-- ASSIGNMENT --
Your response should be the complete data, transcribed exactly.

(Saved entries)
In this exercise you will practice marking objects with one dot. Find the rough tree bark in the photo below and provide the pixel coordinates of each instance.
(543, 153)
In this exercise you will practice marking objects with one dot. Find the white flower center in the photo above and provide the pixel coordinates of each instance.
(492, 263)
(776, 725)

-- COMPLETED EXERCISE --
In this exercise you will practice marking objects with one dot. Find the rough tree bark in the photo below and provide the pixel coordinates of each instance.
(543, 153)
In this exercise you will practice marking objects with one dot. Find the white flower center in the photo above and provide the pixel coordinates of each instance.
(492, 263)
(776, 725)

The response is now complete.